• **Actions to take**
(A) In the festival text, repeat word for word the passage that begins at "CINEMA WITHOUT WALLS" and stops after "Dean (Bubble House).".
(B) According to the festival text, during what dates will the Kunsthal show its manga exhibition?

• **Page text**

PANELS: THE FUTURE OF MEDIA DISTRIBUTION
Exploding Cinema will present a programme of panels and presentations in
collaboration with the CineMart for the professional film industry about the
future of distribution. Panels will focus on how the internet transforms the
existing media industries and who the new players are, showing new players
and networks that are 
entering the living room and the way they will deliver film and video. The
programme will ask questions like: what is the future of distribution? What
kind of new hybrid media forms and content experiences are appearing out of
this convergence, and how will that effect the way an audience interact with
content? Speakers are for example Robert Tercek (vice president Sony
Digital), Jim Banister (Warner Brothers Online) and Michael Nash (Madison
Project).


CINEMA WITHOUT WALLS
As usual the festival collaborates with other Rotterdam art institutions. 
The Kunsthal will have the exhibition Manga Manga!, the first manga
exhibition in the Netherlands, with art of Japanese comics, from January 22
till March 26, 2000. 
The Boijmans van Beuningen Museum will have an exhibition of work by Sharon
Lockhart, including her new film Theatras Amazonas plus installations by
Shirin Neshat, Fiona Tan (Facing Forward) and Tacita Dean (Bubble House). 
Witte de With, centre for contemporary art, presents 'Stimuli', exploring
levels of hallucination, ecstasy, trance and shock in contemporary art.
Included are film/video related installations by Nasrin Tabatabai and Bruce
Nauman.

• **Stored data**
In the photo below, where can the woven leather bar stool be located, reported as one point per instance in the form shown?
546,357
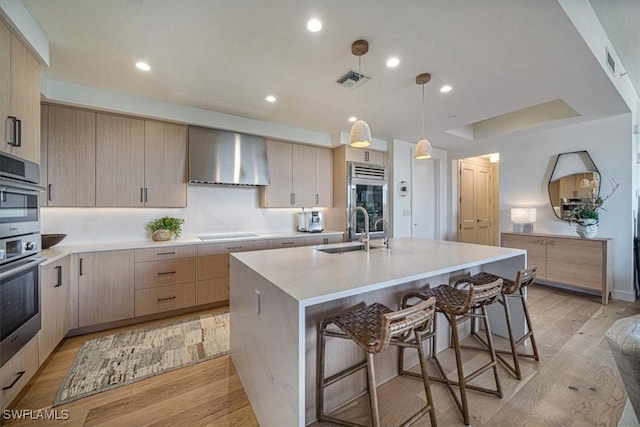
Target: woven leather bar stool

• **Solutions to each task**
(A)
CINEMA WITHOUT WALLS
As usual the festival collaborates with other Rotterdam art institutions. 
The Kunsthal will have the exhibition Manga Manga!, the first manga
exhibition in the Netherlands, with art of Japanese comics, from January 22
till March 26, 2000. 
The Boijmans van Beuningen Museum will have an exhibition of work by Sharon
Lockhart, including her new film Theatras Amazonas plus installations by
Shirin Neshat, Fiona Tan (Facing Forward) and Tacita Dean (Bubble House).

(B) From January 22 till March 26, 2000.